● **Data shown**
"""
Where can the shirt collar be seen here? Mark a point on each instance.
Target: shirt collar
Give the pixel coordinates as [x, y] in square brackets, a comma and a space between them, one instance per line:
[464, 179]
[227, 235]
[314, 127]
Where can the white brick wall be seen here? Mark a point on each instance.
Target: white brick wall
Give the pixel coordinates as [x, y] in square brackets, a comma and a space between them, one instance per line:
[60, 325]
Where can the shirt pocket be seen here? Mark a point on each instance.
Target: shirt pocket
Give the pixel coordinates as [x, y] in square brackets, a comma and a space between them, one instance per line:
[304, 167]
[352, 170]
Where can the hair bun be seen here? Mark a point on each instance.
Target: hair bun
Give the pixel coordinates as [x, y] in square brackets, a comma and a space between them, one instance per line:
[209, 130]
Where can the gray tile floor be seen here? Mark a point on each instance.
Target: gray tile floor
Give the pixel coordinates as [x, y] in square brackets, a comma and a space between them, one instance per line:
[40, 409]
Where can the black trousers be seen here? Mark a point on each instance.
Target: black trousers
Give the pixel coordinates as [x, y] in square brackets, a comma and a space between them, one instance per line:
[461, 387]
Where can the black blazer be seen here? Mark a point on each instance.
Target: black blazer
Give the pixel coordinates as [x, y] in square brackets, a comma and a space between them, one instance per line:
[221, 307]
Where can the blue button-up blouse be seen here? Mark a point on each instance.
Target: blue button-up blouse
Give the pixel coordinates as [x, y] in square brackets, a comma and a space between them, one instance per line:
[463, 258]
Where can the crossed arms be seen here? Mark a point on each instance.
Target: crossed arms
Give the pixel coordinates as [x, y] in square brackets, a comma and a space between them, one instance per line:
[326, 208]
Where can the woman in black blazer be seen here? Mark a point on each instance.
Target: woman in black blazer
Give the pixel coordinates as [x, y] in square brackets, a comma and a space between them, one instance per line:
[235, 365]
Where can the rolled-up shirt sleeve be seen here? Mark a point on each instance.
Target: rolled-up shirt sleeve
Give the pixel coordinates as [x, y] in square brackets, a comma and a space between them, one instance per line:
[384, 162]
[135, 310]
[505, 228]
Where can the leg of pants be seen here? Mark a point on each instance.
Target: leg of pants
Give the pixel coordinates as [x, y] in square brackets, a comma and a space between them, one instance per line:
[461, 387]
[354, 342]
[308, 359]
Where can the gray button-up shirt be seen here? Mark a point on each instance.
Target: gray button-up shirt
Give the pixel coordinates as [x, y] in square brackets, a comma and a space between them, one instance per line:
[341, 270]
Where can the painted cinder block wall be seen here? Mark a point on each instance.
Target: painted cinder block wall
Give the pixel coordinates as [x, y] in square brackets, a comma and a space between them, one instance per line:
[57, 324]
"""
Put every line of the records above into a JSON list of strings, one string per line, omitting any blank lines.

● **Worked solution**
[
  "Where can the shirt collar be seen here? Mark a point on each instance.",
  "Target: shirt collar",
  "Give the pixel coordinates as [x, y] in square brackets, a comma and a space between them, one instance per line:",
  "[464, 179]",
  "[227, 235]",
  "[314, 127]",
  "Where can the white brick wall be seen here? Mark a point on each instance.",
  "Target: white brick wall",
  "Give the pixel coordinates as [x, y] in square brackets, a comma and a space between them, one instance per line:",
  "[60, 325]",
  "Where can the shirt pocket be seen here? Mark a point on each instance.",
  "Target: shirt pocket",
  "Give the pixel coordinates as [x, y] in square brackets, a comma and a space between them, one instance per line:",
  "[304, 167]",
  "[352, 170]",
  "Where can the hair bun be seen here? Mark a point on each instance.",
  "Target: hair bun",
  "Give the pixel coordinates as [x, y] in square brackets, a comma and a space between them, one instance per line:",
  "[209, 130]",
  "Where can the gray tile floor be seen here? Mark a point on each instance.",
  "Target: gray tile floor",
  "Give the pixel coordinates as [x, y] in square brackets, a comma and a space between them, one instance per line:",
  "[40, 409]",
  "Where can the black trousers be seen here? Mark a point on each instance.",
  "Target: black trousers",
  "Give the pixel coordinates as [x, y] in square brackets, a comma and a space between them, one instance per line:",
  "[461, 387]",
  "Where can the black blazer be seen here? Mark a point on each instance.",
  "Target: black blazer",
  "Give the pixel coordinates as [x, y] in square brackets, a comma and a space between them, one instance per line:",
  "[221, 307]",
  "Where can the blue button-up blouse be seen here? Mark a point on each instance.",
  "Target: blue button-up blouse",
  "Give the pixel coordinates as [x, y] in square brackets, a comma and a space between them, one instance per line:",
  "[463, 258]",
  "Where can the crossed arms be seen here? Mark a point on each instance.",
  "Target: crossed arms",
  "Give the pixel coordinates as [x, y] in square brackets, a comma and a space between them, one instance per line:",
  "[326, 208]",
  "Where can the woman in black blazer be seen here? Mark a point on each instance.",
  "Target: woman in black blazer",
  "Give the pixel coordinates as [x, y] in square brackets, a comma and a space between them, one instance per line:",
  "[235, 365]",
  "Where can the rolled-up shirt sleeve be seen here? Mark a point on each instance.",
  "Target: rolled-up shirt sleeve",
  "Give the pixel coordinates as [x, y] in square brackets, a comma and a space between them, one instance per line:",
  "[384, 162]",
  "[135, 310]",
  "[505, 228]",
  "Where can the leg of pants be seen here? Mark a point on each instance.",
  "Target: leg of pants",
  "Give the pixel coordinates as [x, y] in square brackets, a comma and a space between them, one instance per line:",
  "[461, 387]",
  "[354, 342]",
  "[308, 359]",
  "Where can the gray button-up shirt be seen here? Mark a point on each instance.",
  "Target: gray button-up shirt",
  "Give the pixel coordinates as [x, y] in square brackets, a comma and a space between them, one instance per line:",
  "[341, 270]",
  "Where can the painted cinder block wall be seen here? Mark a point on each instance.",
  "Target: painted cinder block wall",
  "Give the pixel coordinates as [x, y] in square brackets, a comma and a space between them, one instance per line:",
  "[57, 324]"
]